---- Passage given

By Bonny Ibhawoh,
This Christmas marks the centenary of a remarkable event in peacemaking.
On Christmas day of 1914, amidst the ruins and devastation of the First World War, British and German infantrymen declared an unlikely truce. In a story that has come to represent the hope and generosity of the human spirit, soldiers on both sides took a break from war to sing Christmas carols. They left their trenches to exchange pleasantries and gifts in sub-zero temperatures. By some accounts, they even took time to play a soccer match before returning to their trenches to continue the fighting and killing. For a fleeting moment, peace was possible.
As a year defined by global conflicts and social upheavals draws to a close, the holiday season provides another opportunity to reflect on the proclamation “peace on earth and goodwill to all.”
The Christmas truce of 1914 holds 3 important lessons for peacemaking in our world today.
1. Peace is always possible. Even in the darkest moments of conflict and bitterness; even in the hostile and dehumanizing trenches of warfare peace is always a possibility.
2. Peacemaking stands a better chance at the early stages of conflict. Nothing like the Christmas truce of 1914 ever happened again throughout the course of the First World War. As the war progressed, annihilation rather than fraternization came to characterize the conflict. The Christmas truce could only happen at the beginning of the war, before attitudes hardened on both sides of the conflict. As one historian notes, “This was before the poisoned gas, before aerial bombardment … By the end of 1915 both sides were far too bitter for this to happen again.”

--------
---- Data extract

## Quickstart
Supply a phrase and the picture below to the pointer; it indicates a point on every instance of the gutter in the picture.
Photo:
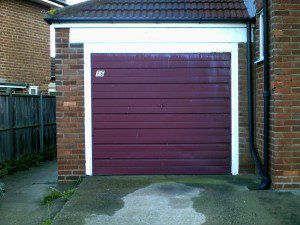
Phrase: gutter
(60, 2)
(51, 20)
(14, 85)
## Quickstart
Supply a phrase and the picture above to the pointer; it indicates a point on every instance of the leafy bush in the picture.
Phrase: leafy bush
(1, 189)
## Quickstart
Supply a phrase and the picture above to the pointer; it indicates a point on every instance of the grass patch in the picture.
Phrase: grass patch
(47, 222)
(56, 194)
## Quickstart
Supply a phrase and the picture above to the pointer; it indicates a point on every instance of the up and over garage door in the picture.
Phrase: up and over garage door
(161, 114)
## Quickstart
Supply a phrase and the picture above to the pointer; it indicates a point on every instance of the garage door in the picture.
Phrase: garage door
(161, 114)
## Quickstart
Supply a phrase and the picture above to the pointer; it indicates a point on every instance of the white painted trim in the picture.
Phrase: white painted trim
(52, 41)
(149, 25)
(261, 35)
(157, 35)
(232, 48)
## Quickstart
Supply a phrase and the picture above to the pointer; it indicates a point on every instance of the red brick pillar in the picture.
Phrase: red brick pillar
(70, 108)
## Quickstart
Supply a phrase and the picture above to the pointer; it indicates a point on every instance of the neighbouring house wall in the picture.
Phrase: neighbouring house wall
(284, 53)
(70, 108)
(246, 163)
(25, 43)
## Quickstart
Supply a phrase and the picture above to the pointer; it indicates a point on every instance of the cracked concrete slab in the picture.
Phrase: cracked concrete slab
(161, 203)
(166, 199)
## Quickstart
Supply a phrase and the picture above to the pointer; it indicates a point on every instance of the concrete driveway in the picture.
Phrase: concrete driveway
(178, 200)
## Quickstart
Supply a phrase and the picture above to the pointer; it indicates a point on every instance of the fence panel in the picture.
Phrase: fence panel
(27, 126)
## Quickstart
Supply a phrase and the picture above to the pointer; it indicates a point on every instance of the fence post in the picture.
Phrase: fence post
(41, 125)
(11, 126)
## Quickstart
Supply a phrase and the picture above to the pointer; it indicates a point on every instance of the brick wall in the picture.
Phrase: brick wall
(70, 108)
(24, 41)
(246, 163)
(285, 88)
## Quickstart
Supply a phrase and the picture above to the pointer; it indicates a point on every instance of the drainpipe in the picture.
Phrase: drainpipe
(266, 182)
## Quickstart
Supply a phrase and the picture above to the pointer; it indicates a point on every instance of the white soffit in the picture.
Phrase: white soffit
(158, 35)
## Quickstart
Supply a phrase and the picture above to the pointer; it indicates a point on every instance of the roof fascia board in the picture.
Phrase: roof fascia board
(50, 3)
(100, 20)
(149, 25)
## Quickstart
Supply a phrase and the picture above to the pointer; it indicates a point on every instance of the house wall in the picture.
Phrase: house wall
(70, 108)
(24, 41)
(284, 53)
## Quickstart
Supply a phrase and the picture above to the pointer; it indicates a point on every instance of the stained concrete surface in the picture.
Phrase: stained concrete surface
(21, 204)
(158, 200)
(162, 203)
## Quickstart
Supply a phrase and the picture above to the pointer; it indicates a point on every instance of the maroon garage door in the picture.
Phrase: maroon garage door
(161, 114)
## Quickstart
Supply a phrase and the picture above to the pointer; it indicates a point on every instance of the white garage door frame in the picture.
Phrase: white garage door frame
(180, 38)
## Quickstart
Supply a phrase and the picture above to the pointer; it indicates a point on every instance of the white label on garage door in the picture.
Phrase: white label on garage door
(100, 73)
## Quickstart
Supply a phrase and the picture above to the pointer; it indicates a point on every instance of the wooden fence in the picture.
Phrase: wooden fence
(27, 126)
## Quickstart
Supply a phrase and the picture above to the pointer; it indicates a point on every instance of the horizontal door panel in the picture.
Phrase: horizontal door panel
(97, 88)
(162, 170)
(98, 57)
(179, 154)
(159, 162)
(127, 148)
(160, 64)
(174, 94)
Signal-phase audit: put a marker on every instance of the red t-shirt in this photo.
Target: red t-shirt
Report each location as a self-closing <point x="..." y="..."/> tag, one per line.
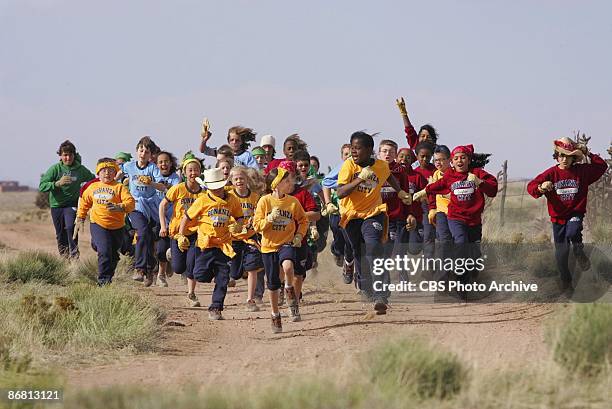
<point x="571" y="187"/>
<point x="467" y="200"/>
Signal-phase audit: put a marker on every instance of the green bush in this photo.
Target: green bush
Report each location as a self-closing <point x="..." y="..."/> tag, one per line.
<point x="582" y="342"/>
<point x="415" y="368"/>
<point x="35" y="266"/>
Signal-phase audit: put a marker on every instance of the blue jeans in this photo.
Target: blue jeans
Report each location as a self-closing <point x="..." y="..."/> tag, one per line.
<point x="365" y="237"/>
<point x="564" y="234"/>
<point x="107" y="244"/>
<point x="340" y="246"/>
<point x="63" y="221"/>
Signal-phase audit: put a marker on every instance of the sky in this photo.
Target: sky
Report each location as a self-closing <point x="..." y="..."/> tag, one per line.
<point x="508" y="77"/>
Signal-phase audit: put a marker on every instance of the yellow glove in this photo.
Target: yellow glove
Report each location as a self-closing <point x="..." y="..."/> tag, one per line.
<point x="183" y="242"/>
<point x="546" y="186"/>
<point x="473" y="178"/>
<point x="419" y="196"/>
<point x="274" y="215"/>
<point x="79" y="226"/>
<point x="431" y="216"/>
<point x="63" y="181"/>
<point x="365" y="173"/>
<point x="410" y="222"/>
<point x="297" y="240"/>
<point x="145" y="180"/>
<point x="405" y="197"/>
<point x="314" y="233"/>
<point x="401" y="105"/>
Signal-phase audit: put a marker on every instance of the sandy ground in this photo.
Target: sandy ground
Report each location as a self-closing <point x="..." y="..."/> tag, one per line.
<point x="335" y="329"/>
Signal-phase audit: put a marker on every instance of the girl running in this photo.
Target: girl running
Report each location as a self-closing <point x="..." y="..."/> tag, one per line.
<point x="179" y="198"/>
<point x="282" y="223"/>
<point x="566" y="187"/>
<point x="109" y="202"/>
<point x="213" y="211"/>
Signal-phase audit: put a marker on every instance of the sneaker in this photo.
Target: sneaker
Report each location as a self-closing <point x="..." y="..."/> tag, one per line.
<point x="277" y="325"/>
<point x="161" y="280"/>
<point x="138" y="275"/>
<point x="294" y="313"/>
<point x="214" y="314"/>
<point x="583" y="260"/>
<point x="339" y="260"/>
<point x="148" y="281"/>
<point x="380" y="307"/>
<point x="347" y="271"/>
<point x="252" y="306"/>
<point x="193" y="300"/>
<point x="281" y="295"/>
<point x="290" y="295"/>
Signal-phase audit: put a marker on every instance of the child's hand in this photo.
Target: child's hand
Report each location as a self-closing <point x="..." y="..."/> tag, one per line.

--------

• [Given request A]: Check each statement against the passage on the 1914 Christmas truce, answering yes or no and quoting the words that decide it: (i) the truce was declared by British and German infantrymen; (ii) a truce like it happened again later in the First World War; (iii) the soldiers exchanged gifts in mild weather.
• [Given request B]: Locate every line in the entries that contains the string "girl".

• [Result A]:
(i) Yes: "British and German infantrymen declared an unlikely truce."
(ii) No: "Nothing like the Christmas truce of 1914 ever happened again throughout the course of the First World War."
(iii) No: "They left their trenches to exchange pleasantries and gifts in sub-zero temperatures."

• [Result B]:
Signal-phase audit: put a marker on every instance of the girl running in this photo.
Target: girl running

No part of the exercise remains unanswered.